● 作業内容:
- A) 本文によると、タブレット型端末を使った公開授業が行われた小学校はどこか。
- B) 次の(i)〜(iii)が本文の内容と合っているかを、それぞれ判定せよ。
(i) 武雄市では、タブレットを使った反転授業をSMILE学習と呼んでいる。
(ii) 公開授業では、授業の初めからタブレットが使われた。
(iii) 公開授業は5年生と6年生の授業だった。

● 本文:
タブレット教育の主役は、誰なのだろう?

さて、ある自治体の議員さんが、武雄市のタブレットを使った反転授業(武雄市では、SMILE 学習と呼んでいる)の様子を視察されたそうで、そのことを Faecbook や自身のブログのに載せておりました。

5月28日(木)
引き続き佐賀県武雄市における視察でありますが
午後からスマイル学習について見学しましたので書きます。

[From スマイル学習を視察(武雄市) : 岩倉市議会議員 梅村ひとし 公式ブログ]

さて、この日の授業は、メディアの取材者も同席していたようで、そちらの視点からの授業の様子も記事となって幾つかサイトでも公開されていますし、週刊誌でも取り上げられていますね。

5月28日午後、武雄市の山間にある、市立東川登小学校にはネクタイ姿の男性ら、30人ほどがつめかけていた。
この日は、武雄市ご自慢の、タブレット型端末を使用した、公開授業が実施された。
「最新の授業がどう行われるのか、楽しみだ」
という期待する声の中、3年生と4年生の授業がスタートした。

[From 武雄市が公立小中校に導入したICT利用教育の破綻した実態①~動かないタブレット型端末~(今西憲之) | NO BORDER - ノーボーダー | 境界なき記者団]

議員さんのブログでは触れられていませんが、当日の授業でタブレットを使う段になって、いろいろとトラブっていたようです。

「先生、動かんよ。暗い画面のまま」
「パスワードが入れられん」
とタブレット型端末の不具合を訴える児童が、複数いる。
そのたびに、支援員と呼ばれるサポート役と先生が、児童に駆け寄る。支援員は代替機を膝に置き、タブレット型端末を上下にしたり振ったりと大苦戦。
10分近く、完全に授業はストップしたままで、なし崩し的に終わってしまった。まったくの期待外れ。
 
「こんなのが、ICT教育なんだ」と落胆した表情の視察者もいた。

[From 武雄市が公立小中校に導入したICT利用教育の破綻した実態①~動かないタブレット型端末~(今西憲之) | NO BORDER - ノーボーダー | 境界なき記者団]

そもそも、タブレットを使った授業を視察しに行ったはずなのに、授業の中でタブレットが登場したのは授業の後半…。それも授業の内容についてのアンケートを児童に答えさせるためだけにタブレットを使うというのが「最新の授業」なのか、という感じですが…。
もちろん反転授業なので、自宅に持ち帰らせたタブレットで予習を行ったことが前提での授業となっているのでしょうけど、予習してきた内容に対して先生がコメントとするとか、児童同士でタブレットの画面を見せ合ってあーでもないこーでもないをやったりするのかと思えば、そういうことでもないんですね。(というか、タブレットを使った反転授業、って言葉からのイメージで、てっきりそういうもんだと思っていたのですが…。)

● 提供情報:
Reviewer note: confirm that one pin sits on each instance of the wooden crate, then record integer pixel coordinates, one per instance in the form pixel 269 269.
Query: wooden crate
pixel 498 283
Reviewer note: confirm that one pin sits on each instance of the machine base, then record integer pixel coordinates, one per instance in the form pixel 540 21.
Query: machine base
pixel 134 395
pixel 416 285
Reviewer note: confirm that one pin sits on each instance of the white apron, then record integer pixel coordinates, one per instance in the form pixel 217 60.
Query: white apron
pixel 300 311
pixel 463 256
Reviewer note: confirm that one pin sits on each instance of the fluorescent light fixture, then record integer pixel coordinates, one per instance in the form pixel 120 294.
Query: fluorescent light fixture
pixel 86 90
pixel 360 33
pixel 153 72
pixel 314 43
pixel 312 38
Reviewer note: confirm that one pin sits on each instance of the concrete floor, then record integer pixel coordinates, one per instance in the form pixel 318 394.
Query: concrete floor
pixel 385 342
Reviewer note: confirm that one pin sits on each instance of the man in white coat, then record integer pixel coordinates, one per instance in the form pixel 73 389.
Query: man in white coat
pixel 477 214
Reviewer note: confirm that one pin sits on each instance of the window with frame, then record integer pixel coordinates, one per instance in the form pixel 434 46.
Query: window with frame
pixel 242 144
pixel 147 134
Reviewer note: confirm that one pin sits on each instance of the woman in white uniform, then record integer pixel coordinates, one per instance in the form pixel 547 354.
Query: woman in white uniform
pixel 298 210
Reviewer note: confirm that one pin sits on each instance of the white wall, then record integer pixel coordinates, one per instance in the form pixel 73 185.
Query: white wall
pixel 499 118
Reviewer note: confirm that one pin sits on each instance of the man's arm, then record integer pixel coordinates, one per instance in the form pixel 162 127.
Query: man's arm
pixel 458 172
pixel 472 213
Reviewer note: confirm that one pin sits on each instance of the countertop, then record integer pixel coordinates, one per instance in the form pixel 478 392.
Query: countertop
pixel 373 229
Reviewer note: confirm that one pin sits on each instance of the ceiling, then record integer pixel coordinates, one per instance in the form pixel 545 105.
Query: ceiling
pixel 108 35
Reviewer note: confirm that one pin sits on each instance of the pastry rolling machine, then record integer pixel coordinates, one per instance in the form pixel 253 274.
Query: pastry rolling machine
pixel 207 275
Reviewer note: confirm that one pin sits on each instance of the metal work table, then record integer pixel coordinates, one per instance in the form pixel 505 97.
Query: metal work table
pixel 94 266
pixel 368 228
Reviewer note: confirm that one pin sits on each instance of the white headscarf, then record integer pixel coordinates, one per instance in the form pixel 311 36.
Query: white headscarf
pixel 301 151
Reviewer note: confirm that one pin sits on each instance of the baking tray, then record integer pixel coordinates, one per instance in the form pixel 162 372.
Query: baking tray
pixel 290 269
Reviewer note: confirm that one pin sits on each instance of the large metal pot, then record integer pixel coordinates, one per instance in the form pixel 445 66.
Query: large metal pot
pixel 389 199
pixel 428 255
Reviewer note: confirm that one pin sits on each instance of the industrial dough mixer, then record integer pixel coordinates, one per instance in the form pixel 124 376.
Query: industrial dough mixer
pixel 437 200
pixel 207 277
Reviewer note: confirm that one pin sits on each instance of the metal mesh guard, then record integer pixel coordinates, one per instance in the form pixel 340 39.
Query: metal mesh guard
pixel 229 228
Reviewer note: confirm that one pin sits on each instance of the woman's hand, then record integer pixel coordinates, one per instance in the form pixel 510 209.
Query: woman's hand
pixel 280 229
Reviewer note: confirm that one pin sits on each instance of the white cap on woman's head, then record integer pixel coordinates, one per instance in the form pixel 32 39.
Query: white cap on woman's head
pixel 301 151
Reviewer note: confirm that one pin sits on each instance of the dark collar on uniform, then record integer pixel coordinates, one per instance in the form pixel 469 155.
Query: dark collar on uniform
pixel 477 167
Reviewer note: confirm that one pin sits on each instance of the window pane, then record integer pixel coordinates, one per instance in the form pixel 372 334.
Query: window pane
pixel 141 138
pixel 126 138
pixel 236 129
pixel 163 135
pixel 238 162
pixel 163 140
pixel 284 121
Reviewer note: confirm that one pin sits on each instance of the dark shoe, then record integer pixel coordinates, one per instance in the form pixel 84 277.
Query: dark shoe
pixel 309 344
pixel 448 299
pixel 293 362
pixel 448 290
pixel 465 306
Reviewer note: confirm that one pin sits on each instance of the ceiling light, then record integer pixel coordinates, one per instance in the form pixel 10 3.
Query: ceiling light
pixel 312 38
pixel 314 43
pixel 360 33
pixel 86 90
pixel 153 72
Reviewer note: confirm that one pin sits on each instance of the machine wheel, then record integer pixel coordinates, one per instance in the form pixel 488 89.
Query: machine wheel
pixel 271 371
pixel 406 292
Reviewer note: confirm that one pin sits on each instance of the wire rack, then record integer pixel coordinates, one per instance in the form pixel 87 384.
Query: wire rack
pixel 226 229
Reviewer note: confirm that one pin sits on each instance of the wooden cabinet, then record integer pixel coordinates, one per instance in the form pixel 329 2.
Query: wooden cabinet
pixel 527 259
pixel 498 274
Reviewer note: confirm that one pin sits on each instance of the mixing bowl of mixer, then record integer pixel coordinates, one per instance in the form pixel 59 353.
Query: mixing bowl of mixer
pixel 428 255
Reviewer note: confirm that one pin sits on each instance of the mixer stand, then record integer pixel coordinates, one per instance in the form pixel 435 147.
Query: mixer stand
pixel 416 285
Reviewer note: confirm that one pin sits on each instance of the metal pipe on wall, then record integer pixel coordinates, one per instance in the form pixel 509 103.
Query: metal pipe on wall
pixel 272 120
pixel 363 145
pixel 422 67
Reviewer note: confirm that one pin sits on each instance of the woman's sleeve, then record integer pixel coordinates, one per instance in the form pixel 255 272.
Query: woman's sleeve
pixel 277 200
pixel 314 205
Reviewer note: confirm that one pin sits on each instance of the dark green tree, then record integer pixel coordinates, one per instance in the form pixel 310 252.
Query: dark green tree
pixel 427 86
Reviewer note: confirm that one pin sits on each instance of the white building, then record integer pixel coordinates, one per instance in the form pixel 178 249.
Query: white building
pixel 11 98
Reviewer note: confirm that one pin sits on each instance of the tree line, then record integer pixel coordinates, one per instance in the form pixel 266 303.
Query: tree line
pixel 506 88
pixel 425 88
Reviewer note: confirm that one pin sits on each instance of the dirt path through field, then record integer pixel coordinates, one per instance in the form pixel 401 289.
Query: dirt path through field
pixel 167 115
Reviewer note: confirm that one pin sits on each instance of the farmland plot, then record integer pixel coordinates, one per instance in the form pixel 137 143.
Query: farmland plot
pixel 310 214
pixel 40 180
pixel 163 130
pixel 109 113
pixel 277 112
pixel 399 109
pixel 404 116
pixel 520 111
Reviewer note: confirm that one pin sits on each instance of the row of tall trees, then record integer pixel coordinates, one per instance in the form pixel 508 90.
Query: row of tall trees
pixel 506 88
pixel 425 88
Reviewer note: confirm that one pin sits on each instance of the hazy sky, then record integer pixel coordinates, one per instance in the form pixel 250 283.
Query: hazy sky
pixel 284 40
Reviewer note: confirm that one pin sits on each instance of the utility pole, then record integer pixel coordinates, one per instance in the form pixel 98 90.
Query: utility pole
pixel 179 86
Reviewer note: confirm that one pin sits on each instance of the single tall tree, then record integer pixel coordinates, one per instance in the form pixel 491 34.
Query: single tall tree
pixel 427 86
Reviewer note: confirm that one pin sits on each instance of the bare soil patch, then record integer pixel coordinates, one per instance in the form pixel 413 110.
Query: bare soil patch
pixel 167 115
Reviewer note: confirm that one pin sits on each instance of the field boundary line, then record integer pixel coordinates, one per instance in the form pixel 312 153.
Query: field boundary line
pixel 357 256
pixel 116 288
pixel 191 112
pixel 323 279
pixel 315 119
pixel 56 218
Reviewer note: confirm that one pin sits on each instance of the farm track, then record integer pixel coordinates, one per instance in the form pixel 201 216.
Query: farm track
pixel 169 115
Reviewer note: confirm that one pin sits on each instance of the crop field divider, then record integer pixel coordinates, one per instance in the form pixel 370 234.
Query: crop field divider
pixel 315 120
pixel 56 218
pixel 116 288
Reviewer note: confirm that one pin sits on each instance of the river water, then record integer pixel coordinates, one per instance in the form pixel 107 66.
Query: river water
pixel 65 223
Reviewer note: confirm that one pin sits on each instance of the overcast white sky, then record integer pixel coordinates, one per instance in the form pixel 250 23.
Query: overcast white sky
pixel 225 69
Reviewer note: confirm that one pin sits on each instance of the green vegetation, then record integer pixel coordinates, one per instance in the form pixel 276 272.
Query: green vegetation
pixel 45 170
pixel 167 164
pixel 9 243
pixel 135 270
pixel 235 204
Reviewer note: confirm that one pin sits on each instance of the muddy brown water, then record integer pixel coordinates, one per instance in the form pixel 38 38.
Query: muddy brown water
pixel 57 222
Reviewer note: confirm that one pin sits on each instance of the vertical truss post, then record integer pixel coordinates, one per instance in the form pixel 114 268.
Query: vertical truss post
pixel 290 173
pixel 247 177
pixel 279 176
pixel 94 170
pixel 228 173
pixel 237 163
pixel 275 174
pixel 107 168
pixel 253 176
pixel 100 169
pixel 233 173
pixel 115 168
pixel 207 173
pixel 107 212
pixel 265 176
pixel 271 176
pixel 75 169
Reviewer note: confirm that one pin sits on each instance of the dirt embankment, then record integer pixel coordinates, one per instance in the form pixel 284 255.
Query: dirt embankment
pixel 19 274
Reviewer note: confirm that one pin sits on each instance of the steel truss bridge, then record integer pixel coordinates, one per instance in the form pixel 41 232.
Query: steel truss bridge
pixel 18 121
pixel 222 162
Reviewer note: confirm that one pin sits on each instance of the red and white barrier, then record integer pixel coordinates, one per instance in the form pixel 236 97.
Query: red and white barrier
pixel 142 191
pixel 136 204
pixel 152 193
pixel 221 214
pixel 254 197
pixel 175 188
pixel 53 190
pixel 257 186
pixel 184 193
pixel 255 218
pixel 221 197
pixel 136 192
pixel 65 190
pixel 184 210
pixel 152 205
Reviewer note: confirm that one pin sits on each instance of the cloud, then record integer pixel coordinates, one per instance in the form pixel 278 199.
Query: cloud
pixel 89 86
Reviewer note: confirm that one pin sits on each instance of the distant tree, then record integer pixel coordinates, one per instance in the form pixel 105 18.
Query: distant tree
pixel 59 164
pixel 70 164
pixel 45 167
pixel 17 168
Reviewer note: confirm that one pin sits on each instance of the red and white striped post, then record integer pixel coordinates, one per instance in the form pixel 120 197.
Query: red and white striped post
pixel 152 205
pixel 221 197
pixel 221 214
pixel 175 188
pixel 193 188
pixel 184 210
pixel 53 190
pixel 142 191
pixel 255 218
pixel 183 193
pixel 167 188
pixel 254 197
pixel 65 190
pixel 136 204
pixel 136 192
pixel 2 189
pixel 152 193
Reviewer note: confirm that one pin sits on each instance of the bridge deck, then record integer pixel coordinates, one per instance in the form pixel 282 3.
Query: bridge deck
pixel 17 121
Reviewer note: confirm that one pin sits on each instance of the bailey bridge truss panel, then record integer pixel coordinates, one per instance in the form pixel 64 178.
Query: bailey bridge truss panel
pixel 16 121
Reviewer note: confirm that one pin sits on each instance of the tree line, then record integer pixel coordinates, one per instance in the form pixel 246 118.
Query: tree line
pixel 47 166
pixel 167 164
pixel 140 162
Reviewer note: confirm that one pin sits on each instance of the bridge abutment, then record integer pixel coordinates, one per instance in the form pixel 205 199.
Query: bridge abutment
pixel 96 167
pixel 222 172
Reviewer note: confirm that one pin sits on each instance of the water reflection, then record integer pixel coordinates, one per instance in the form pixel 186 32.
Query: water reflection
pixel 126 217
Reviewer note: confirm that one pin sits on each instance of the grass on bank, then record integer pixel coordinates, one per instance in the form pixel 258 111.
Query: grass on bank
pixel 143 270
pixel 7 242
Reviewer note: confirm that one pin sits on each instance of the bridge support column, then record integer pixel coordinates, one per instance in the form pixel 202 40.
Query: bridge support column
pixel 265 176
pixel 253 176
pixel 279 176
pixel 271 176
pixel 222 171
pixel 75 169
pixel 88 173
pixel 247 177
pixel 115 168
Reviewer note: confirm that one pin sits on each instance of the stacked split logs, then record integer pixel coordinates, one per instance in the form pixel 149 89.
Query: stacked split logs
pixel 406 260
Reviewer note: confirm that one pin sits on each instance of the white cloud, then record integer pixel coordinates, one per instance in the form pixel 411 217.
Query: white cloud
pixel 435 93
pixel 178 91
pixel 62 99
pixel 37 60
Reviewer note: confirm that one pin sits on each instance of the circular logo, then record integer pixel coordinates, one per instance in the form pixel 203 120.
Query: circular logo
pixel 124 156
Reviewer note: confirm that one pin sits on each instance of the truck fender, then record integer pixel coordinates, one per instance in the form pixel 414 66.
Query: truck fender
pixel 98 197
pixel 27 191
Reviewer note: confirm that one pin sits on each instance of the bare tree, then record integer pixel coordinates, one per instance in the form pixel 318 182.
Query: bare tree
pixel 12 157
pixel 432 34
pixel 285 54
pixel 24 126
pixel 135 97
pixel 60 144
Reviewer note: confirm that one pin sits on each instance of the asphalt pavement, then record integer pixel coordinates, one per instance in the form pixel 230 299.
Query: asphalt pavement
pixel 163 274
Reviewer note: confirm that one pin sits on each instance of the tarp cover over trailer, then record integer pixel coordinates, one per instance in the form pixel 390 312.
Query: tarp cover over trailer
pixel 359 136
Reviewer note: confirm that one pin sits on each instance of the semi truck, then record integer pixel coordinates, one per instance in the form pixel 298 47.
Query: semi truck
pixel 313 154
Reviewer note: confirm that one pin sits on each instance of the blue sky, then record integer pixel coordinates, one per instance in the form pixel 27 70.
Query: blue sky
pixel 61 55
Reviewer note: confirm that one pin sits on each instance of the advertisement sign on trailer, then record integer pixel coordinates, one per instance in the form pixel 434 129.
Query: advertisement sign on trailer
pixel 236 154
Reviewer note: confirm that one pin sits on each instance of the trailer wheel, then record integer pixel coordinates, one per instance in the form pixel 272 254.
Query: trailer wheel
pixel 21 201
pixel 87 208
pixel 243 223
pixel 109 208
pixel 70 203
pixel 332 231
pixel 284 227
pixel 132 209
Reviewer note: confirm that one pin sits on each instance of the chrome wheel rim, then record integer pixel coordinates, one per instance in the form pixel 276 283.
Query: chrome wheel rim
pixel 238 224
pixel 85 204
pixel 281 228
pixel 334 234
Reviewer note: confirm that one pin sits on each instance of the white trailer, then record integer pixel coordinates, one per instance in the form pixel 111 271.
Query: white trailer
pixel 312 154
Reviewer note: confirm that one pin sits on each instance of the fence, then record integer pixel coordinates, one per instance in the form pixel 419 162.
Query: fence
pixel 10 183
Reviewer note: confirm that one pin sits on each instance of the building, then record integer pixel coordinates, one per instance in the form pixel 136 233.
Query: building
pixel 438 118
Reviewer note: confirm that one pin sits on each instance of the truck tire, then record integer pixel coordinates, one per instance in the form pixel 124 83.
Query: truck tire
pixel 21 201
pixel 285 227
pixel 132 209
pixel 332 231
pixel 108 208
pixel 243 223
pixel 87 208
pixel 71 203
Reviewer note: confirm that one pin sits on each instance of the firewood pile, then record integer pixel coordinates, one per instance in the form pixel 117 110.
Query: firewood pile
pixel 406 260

● 想定回答:
- A) 武雄市の山間にある市立東川登小学校。

- B)
(i) はい。「武雄市では、SMILE 学習と呼んでいる」
(ii) いいえ。「授業の中でタブレットが登場したのは授業の後半」
(iii) いいえ。「3年生と4年生の授業がスタートした」